> _TASK ITEM_: Pictures aside, each entry has to be returned exactly as it stands.

*** Begin section ***

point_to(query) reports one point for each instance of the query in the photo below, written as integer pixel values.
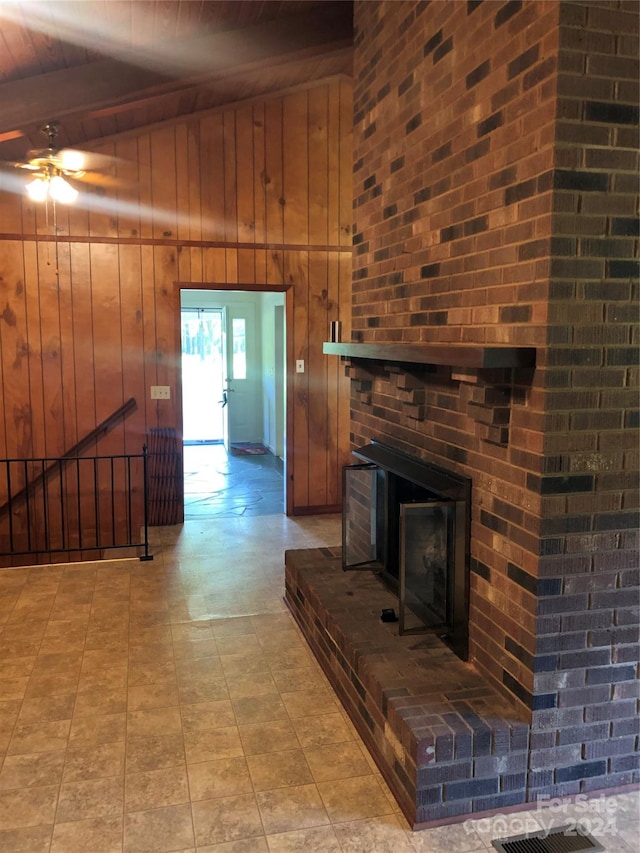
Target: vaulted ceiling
(101, 67)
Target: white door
(202, 375)
(242, 377)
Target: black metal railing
(74, 505)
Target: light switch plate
(160, 392)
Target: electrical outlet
(160, 392)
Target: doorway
(233, 392)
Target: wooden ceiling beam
(110, 82)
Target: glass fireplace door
(362, 496)
(426, 566)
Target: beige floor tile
(187, 631)
(289, 658)
(17, 667)
(337, 761)
(308, 703)
(207, 715)
(194, 669)
(107, 678)
(9, 710)
(156, 788)
(212, 744)
(226, 819)
(251, 684)
(352, 799)
(203, 689)
(28, 807)
(40, 737)
(99, 835)
(94, 762)
(384, 835)
(244, 645)
(163, 695)
(100, 701)
(27, 771)
(243, 845)
(46, 709)
(317, 839)
(93, 798)
(239, 665)
(154, 753)
(321, 730)
(288, 809)
(97, 729)
(295, 679)
(222, 778)
(259, 709)
(65, 663)
(151, 652)
(279, 770)
(41, 685)
(32, 839)
(154, 721)
(13, 688)
(152, 673)
(194, 649)
(459, 837)
(232, 627)
(268, 737)
(105, 658)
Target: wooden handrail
(97, 432)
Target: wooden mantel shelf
(453, 355)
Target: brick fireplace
(495, 205)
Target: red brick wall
(494, 201)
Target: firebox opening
(408, 522)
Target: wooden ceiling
(101, 67)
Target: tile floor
(217, 485)
(174, 706)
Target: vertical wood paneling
(105, 327)
(132, 344)
(195, 184)
(259, 192)
(345, 178)
(34, 401)
(297, 274)
(83, 337)
(128, 200)
(320, 439)
(67, 363)
(50, 344)
(182, 182)
(273, 173)
(295, 171)
(163, 183)
(12, 335)
(212, 176)
(318, 167)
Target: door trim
(287, 289)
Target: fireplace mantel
(449, 354)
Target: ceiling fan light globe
(38, 189)
(61, 191)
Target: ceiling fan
(52, 167)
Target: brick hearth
(447, 743)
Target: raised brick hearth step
(446, 742)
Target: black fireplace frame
(401, 478)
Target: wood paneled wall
(258, 195)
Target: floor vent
(562, 839)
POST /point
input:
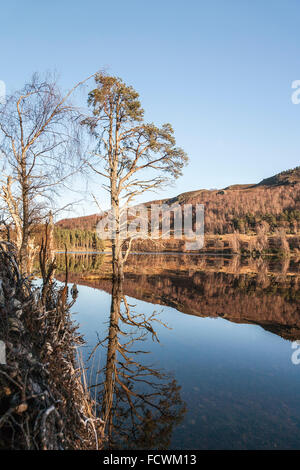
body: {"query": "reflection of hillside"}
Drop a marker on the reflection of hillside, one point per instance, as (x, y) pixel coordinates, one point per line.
(241, 294)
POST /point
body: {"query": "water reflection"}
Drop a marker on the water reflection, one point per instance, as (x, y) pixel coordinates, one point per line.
(139, 404)
(225, 349)
(263, 292)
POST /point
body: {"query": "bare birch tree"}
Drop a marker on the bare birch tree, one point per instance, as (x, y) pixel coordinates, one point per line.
(39, 150)
(131, 155)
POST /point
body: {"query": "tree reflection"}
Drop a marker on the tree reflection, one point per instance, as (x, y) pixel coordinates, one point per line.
(139, 404)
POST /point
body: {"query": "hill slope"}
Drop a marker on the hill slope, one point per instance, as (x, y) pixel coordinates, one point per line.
(275, 201)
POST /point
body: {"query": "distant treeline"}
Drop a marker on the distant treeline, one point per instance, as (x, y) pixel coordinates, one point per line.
(77, 239)
(234, 209)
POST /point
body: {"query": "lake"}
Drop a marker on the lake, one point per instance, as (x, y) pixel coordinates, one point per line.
(192, 352)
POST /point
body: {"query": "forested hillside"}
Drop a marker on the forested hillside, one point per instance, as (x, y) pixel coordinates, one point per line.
(274, 202)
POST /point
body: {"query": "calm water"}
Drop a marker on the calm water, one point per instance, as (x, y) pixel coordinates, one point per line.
(220, 376)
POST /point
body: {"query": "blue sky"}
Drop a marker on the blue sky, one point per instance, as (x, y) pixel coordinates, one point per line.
(220, 71)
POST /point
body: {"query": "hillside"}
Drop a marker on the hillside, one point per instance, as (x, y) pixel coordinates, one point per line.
(241, 208)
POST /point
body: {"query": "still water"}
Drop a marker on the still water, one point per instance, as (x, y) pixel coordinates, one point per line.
(193, 352)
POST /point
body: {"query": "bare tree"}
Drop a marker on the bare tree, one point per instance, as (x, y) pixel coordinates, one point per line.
(131, 155)
(39, 143)
(140, 405)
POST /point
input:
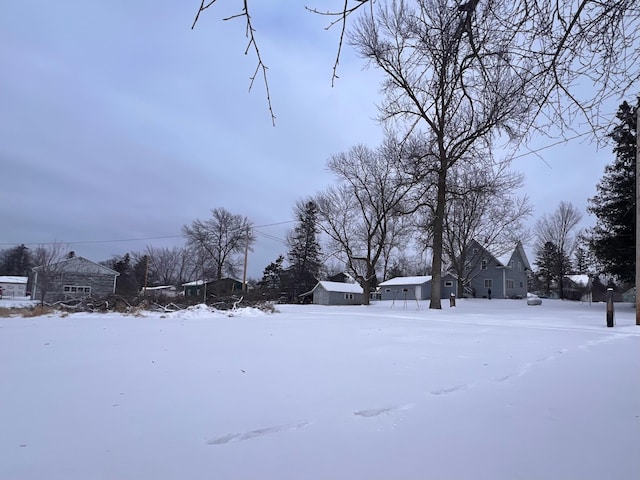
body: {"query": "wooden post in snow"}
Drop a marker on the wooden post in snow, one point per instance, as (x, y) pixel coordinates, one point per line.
(609, 307)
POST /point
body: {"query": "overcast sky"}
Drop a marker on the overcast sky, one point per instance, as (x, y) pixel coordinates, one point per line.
(119, 124)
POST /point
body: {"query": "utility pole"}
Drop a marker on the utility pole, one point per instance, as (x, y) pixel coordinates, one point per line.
(146, 274)
(637, 213)
(246, 257)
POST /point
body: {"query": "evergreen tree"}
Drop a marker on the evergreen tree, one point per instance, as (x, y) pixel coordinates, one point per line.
(304, 252)
(16, 261)
(546, 261)
(126, 283)
(272, 278)
(613, 238)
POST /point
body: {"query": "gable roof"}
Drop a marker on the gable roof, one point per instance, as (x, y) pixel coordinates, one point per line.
(504, 255)
(78, 265)
(417, 280)
(339, 287)
(13, 279)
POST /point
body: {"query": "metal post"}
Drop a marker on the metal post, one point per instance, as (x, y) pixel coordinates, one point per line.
(609, 307)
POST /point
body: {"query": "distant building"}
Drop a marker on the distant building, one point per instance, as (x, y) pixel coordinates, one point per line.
(415, 288)
(504, 274)
(222, 287)
(11, 286)
(336, 293)
(74, 277)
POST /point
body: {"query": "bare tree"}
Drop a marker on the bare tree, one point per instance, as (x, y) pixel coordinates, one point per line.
(358, 214)
(219, 240)
(559, 229)
(458, 94)
(168, 265)
(569, 41)
(482, 206)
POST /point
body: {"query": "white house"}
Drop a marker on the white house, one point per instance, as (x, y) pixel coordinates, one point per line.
(11, 286)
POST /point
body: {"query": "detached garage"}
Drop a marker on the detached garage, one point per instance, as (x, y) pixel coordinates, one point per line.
(415, 288)
(336, 293)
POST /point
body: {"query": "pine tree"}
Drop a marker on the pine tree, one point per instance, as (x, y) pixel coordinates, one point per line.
(612, 240)
(16, 261)
(547, 263)
(271, 282)
(304, 252)
(126, 283)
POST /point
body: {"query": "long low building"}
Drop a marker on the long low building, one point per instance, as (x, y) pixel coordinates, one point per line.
(415, 288)
(13, 286)
(336, 293)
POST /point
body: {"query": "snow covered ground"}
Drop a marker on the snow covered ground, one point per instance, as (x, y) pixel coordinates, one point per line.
(487, 390)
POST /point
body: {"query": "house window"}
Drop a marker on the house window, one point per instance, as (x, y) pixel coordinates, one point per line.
(76, 289)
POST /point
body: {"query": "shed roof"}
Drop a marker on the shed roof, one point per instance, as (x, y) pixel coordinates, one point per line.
(78, 264)
(417, 280)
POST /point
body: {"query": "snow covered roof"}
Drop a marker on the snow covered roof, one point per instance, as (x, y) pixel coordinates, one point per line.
(417, 280)
(340, 287)
(579, 279)
(78, 265)
(13, 279)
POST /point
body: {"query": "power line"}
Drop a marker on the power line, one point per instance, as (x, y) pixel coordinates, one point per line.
(139, 239)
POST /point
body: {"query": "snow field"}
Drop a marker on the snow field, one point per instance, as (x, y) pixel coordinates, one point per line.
(487, 390)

*** End section ***

> _RESULT_:
point_to(query) reports one point for each instance of the query in the photo below, written as integer pixel values.
Target: vaulted ceiling
(101, 67)
Target: white door
(202, 375)
(242, 377)
Target: black metal railing
(74, 505)
Target: light switch plate
(160, 392)
Target: electrical outlet
(160, 392)
Target: doorway
(233, 392)
Target: wooden ceiling beam
(110, 82)
Target: glass fireplace door
(362, 496)
(426, 566)
Target: beige floor tile
(187, 631)
(289, 658)
(17, 667)
(337, 761)
(308, 703)
(207, 715)
(194, 669)
(107, 678)
(9, 710)
(156, 788)
(212, 744)
(226, 819)
(251, 684)
(352, 799)
(203, 689)
(28, 807)
(40, 737)
(99, 835)
(94, 762)
(384, 835)
(244, 645)
(163, 695)
(100, 701)
(27, 771)
(243, 845)
(46, 709)
(317, 839)
(93, 798)
(239, 665)
(154, 753)
(321, 730)
(288, 809)
(97, 729)
(295, 679)
(222, 778)
(259, 709)
(65, 663)
(151, 652)
(279, 770)
(41, 685)
(32, 839)
(154, 721)
(13, 688)
(152, 673)
(194, 649)
(459, 837)
(232, 627)
(268, 737)
(105, 658)
Target: wooden handrail
(97, 432)
Target: wooden mantel shelf
(453, 355)
Target: brick fireplace
(495, 205)
Target: red brick wall
(494, 201)
Target: firebox opening
(408, 522)
Target: wooden ceiling
(101, 67)
Target: tile floor
(217, 485)
(174, 706)
Target: vertical wood paneling
(105, 327)
(132, 344)
(195, 184)
(259, 192)
(345, 178)
(34, 401)
(297, 274)
(83, 337)
(128, 200)
(320, 439)
(67, 363)
(50, 344)
(182, 182)
(273, 173)
(295, 171)
(163, 183)
(12, 335)
(212, 176)
(318, 167)
Target: door trim
(287, 289)
Target: fireplace mantel
(449, 354)
Target: ceiling fan light globe
(38, 189)
(61, 191)
Target: ceiling fan
(52, 167)
Target: brick hearth
(447, 743)
Target: raised brick hearth step
(446, 742)
Target: black fireplace frame
(401, 478)
Target: wood paneled wall
(258, 195)
Target: floor vent
(562, 839)
POST /point
input:
body: {"query": "reflection of hillside"}
Drop a marker on the reflection of hillside, one point per instance, as (x, y) pixel coordinates, one point per line.
(241, 294)
POST /point
body: {"query": "water reflection"}
Drop a marker on the water reflection, one point per instance, as (x, y) pixel coordinates, one point per line.
(139, 404)
(225, 349)
(263, 292)
POST /point
body: {"query": "bare birch tree"}
Drop a marker on the bare birch tree, one point per instance, as (x, y) pixel coordinates, one point per line.
(39, 150)
(131, 155)
POST /point
body: {"query": "tree reflection"}
Drop a marker on the tree reflection, one point per instance, as (x, y) pixel coordinates, one point per line.
(139, 404)
POST /point
body: {"query": "hill slope"}
Drop a marker on the hill slope, one point per instance, as (x, y) pixel coordinates, one point per line.
(275, 201)
POST /point
body: {"query": "distant treeline"}
Drop a marker on the distant treeline, one point per instance, as (x, y) pixel coordinates, one point per line.
(77, 239)
(234, 209)
POST /point
body: {"query": "lake"}
Drop a marker on the lake, one point per instance, as (x, y) pixel coordinates, one point per line.
(192, 352)
POST /point
body: {"query": "forested hillside"}
Drop a marker on the forested hillside, one point per instance, as (x, y) pixel coordinates, one point per line.
(274, 202)
POST /point
body: {"query": "calm water"}
Drop a marker on the calm water, one point per instance, as (x, y) pixel coordinates, one point per line.
(220, 376)
POST /point
body: {"query": "blue sky"}
Drop a marker on the blue sky, one point per instance, as (x, y) pixel coordinates, one point per line.
(220, 71)
POST /point
body: {"query": "hillside"}
Drop a marker on the hillside, one point per instance, as (x, y) pixel coordinates, one point per line.
(241, 208)
POST /point
body: {"query": "still water"}
Drop a marker on the still water, one point per instance, as (x, y) pixel coordinates, one point per line.
(193, 352)
POST /point
body: {"query": "bare tree"}
Drop a marker on the bare tree, one point per instance, as (x, y) pixel coordinates, one point per line.
(131, 155)
(39, 143)
(140, 405)
POST /point
input:
body: {"query": "wooden post in snow"}
Drop a marker on the wooden post in snow, one point per instance, as (x, y) pixel coordinates, one point per line.
(609, 307)
POST /point
body: {"query": "overcast sky"}
Drop a marker on the overcast sky, one point per instance, as (x, y) pixel coordinates, one point per line.
(119, 124)
POST /point
body: {"query": "utility pole"}
Drop a marker on the utility pole, one point per instance, as (x, y) pixel coordinates, one point per line.
(146, 274)
(637, 213)
(246, 257)
POST /point
body: {"query": "evergreen tree"}
Drop a marker on the evergreen tree, one point per instance, as (x, y) pixel coordinates, one point per line.
(304, 252)
(16, 261)
(546, 261)
(126, 283)
(272, 278)
(613, 238)
POST /point
body: {"query": "gable roof"}
Drop a marker on the gable roof, one point per instance, as (x, y) pixel coordinates, one point per line.
(504, 255)
(78, 265)
(417, 280)
(339, 287)
(13, 279)
POST /point
body: {"query": "metal post"}
Drop a marker on the metal post, one point per instance, as (x, y) pixel coordinates, one point per line.
(609, 307)
POST /point
body: {"query": "distant building"}
Drop a marker on the distant building, one point per instance, as (x, y) pixel coordinates, one point per line.
(415, 288)
(504, 274)
(222, 287)
(11, 286)
(336, 293)
(74, 277)
POST /point
body: {"query": "bare tree"}
Drop a marker on the bare tree, one point per instance, as (x, y) pixel coordinates, one point per line.
(358, 214)
(219, 240)
(559, 229)
(458, 94)
(168, 265)
(569, 41)
(482, 206)
POST /point
body: {"query": "white house"}
Drop a marker on the white house, one point per instance, as (x, y) pixel coordinates, one point per line.
(11, 286)
POST /point
body: {"query": "detached garage"}
Drop a marker on the detached garage, one point per instance, as (x, y) pixel coordinates, one point per line.
(415, 288)
(336, 293)
POST /point
body: {"query": "pine tree"}
Drop a marker on the pine tree, one point per instance, as (x, y) pixel coordinates, one point per line.
(612, 240)
(16, 261)
(547, 263)
(271, 282)
(304, 252)
(126, 283)
POST /point
body: {"query": "long low building"}
Drop a marker on the long low building, one point per instance, as (x, y) pixel coordinates, one point per line.
(415, 288)
(13, 286)
(336, 293)
POST /point
body: {"query": "snow covered ground"}
Drop a marker on the snow covered ground, one point per instance, as (x, y) pixel coordinates, one point per line.
(487, 390)
POST /point
body: {"query": "house window"}
Drop a marker on the house window, one point per instance, as (x, y) pixel coordinates, one point per line.
(76, 289)
POST /point
body: {"query": "shed roof"}
Drop a marker on the shed roof, one point per instance, as (x, y) pixel coordinates, one point per line.
(78, 264)
(417, 280)
POST /point
body: {"query": "snow covered roof"}
Drop a marker on the snow covered roof, one point per instance, as (x, y) pixel coordinates, one point per line.
(417, 280)
(340, 287)
(579, 279)
(78, 265)
(13, 279)
POST /point
body: {"query": "power line"}
Drop a marker on the power line, one point per instance, as (x, y) pixel coordinates, one point per line.
(139, 239)
POST /point
body: {"query": "snow field"}
Drop a marker on the snow field, one point per instance, as (x, y) pixel coordinates, one point per line.
(487, 390)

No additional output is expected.